**YOUR INSTRUCTIONS:**
How would the lines below look formatted as a JSON list of strings, with one string for each line and blank lines left out?

[Dataset excerpt]
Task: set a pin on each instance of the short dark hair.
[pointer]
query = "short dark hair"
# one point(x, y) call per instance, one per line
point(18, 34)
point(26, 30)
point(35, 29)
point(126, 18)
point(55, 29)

**REPLY TO THE TASK:**
[
  "Task: set a pin on each instance of the short dark hair.",
  "[pointer]",
  "query = \"short dark hair\"",
  "# one point(x, y) call per instance, one per line",
  "point(18, 34)",
  "point(26, 30)",
  "point(35, 29)",
  "point(126, 18)",
  "point(55, 29)"
]